(Point annotation dataset records)
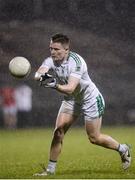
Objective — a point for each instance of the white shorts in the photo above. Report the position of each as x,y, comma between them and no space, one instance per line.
90,109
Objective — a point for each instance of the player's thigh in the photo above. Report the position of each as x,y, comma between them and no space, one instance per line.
93,127
65,120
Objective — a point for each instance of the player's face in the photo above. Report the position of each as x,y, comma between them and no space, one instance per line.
58,51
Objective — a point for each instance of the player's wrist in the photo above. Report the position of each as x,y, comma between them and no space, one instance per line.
57,86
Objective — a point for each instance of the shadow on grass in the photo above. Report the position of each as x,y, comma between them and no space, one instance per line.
88,172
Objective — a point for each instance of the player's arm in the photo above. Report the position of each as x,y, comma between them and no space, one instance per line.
41,71
70,87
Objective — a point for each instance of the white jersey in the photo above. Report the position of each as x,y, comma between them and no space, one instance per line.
74,66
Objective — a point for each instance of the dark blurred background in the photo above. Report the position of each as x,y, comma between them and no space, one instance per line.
102,31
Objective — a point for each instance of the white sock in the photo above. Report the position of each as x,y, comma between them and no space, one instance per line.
51,166
122,148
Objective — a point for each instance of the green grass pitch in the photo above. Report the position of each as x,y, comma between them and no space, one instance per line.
23,150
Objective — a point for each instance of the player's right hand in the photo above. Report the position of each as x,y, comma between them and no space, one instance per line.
45,76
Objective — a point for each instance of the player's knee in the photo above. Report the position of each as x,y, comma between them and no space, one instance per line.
58,134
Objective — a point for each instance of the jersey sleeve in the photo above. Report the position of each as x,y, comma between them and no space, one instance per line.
76,67
47,63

= SET PROBLEM =
Transcribe the full listing character for character. Pictures are excluded.

= PROBLEM SOLUTION =
Objective — a point for each instance of the white shorts in the photo above. Report the position of each as x,y, comma between them and no space, one instance per line.
90,109
Objective — a point for each instance of the player's thigh in the photo above. Report the position of each as x,y, comma between them and no space, one instance per line.
93,127
65,120
Objective — a point for each instance of the player's face in the photo above. Report the position of each as x,y, comma between them and no space, one instance per line.
58,51
Objective — a point for each instance of the player's wrist in the photo above. Report the position of each as x,y, comma between them and no space, one instance per line.
57,86
Objective — a point for each instance of the shadow on grass in the photo above. Report the position of each as x,y, comma between them and no space, one instance per line.
88,172
Objective — a point for each instance of the player's arm in the photo above. Report the position of each as x,y, comma between them and no space, one instance per line.
41,71
70,87
Objective — a point for each instance of the white jersey in the photo above. Report the position of each as x,y, comma between them and no space, one instance per line.
74,66
Objective — a point for each instance of the dark blurred background in the photo above. Report the position of each as x,y, comma between them and no space, one instance per line.
102,31
Objective — a point for each instance of the white sock in the photo above. Report the position of each as x,y, comma between them and no space, one instance per line.
51,166
122,148
Objective — a point for each instance of the green grass pitch in the photo above. Report the position of each as x,y, comma between them and no space, one instance per line.
23,150
Objective — a point for each instance of the player's right hand in the photo above. Report the position of each as x,y, comma between them and no space, one instance per line.
45,76
Objective — a point for each instance of the player's knee in the photo above. Report the position of each as x,y, comma between them and no space, one instance per line.
58,134
Objective — a point for each instance of the jersey sleeve in the photo above. Report the position of each as x,y, comma between them and no space, one instance per line.
76,67
47,63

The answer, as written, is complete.